-- start of Passage shown --

How to make Google see example.com instead of www.example.com

Forum Moderators: open

Message Too Old, No Replies

How to make Google see example.com instead of www.example.com

dup content worries

MagicDaddy

3:01 pm on Jul 22, 2004 (gmt 0)

Hello

Google sees both www.example.com and example.com, When i type in site:example.com google shows the domain but also has this below:

"In order to show you the most relevant results, we have omitted some entries very similar to the 1 already displayed. If you like, you can repeat the search with the omitted results included."

when i click that it then proceeds to show me the www and the non www example domains on top of one another, Im really concerned this may trip some dup content filter.

Right now when i type example.com and www.example.com seperatly both names stick in the browser and i can browse without either changing, I really want for google and for people visiting to only see the example.com version. Is there some way using htaccess perhaps to force google to only see example.com and to enforce people who type or visit www.example.com to be redirected to example.com only?

Thanks for your time
Mark

DaveAtIFG

3:55 pm on Jul 22, 2004 (gmt 0)

Technically speaking, www.example.com is a subdomain of example.com. Google differentiates and often indexes both, usually because they find links to both I suspect.

You can use a 301 redirect to correct this for ALL SEs, and it will also consolidate your PR which is probably split between the domains presently.

-- end of Passage shown --
-- start of Data excerpt --

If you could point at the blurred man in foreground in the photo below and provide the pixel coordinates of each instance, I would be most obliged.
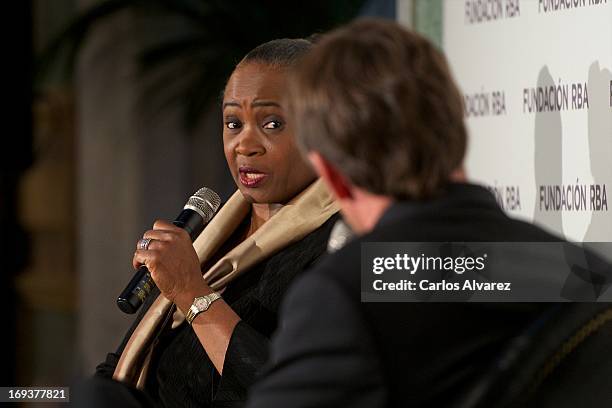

-- end of Data excerpt --

• _Written exercise A_: For the forum thread about Google seeing both www.example.com and example.com, decide whether each statement agrees with it: (i) The first poster wants visitors who type www.example.com to be redirected to example.com. (ii) The reply says a 301 redirect would fix the problem for Google only. (iii) The reply calls www.example.com a subdomain of example.com. Answer yes or no for each, quoting the deciding words.
• _Written exercise B_: Pick up the forum thread about Google seeing both www.example.com and example.com at the point where it stops, and carry it further.

• _Result A_:
(i) Yes: "to enforce people who type or visit www.example.com to be redirected to example.com only"
(ii) No: "You can use a 301 redirect to correct this for ALL SEs"
(iii) Yes: "Technically speaking, www.example.com is a subdomain of example.com."

• _Result B_:
I use this code in my .htacces file to accomplish the redirect:

RewriteEngine on
RewriteCond %{HTTP_HOST} !^example\.com
RewriteRule ^(.*)$ http://example.com/$1 [R=301]

If memory serves, it can take several months for Google to get this all sorted out. Using the Server Header Check [webmasterworld.com] is a convenient way to verify that your redirect is doing what you intend.

MagicDaddy

4:46 pm on Jul 22, 2004 (gmt 0)

That worked a treat, Any attempt to access www version now redirects correctly, Thankyou for your help Dave!

rfgdxm1

10:33 pm on Jul 22, 2004 (gmt 0)

Can anyone give the correct .htaccess file to redirect all requests to example.com to www.example.com? Also, do .htacess files get loaded at the root directory or public_html?

DaveAtIFG

1:08 am on Jul 23, 2004 (gmt 0)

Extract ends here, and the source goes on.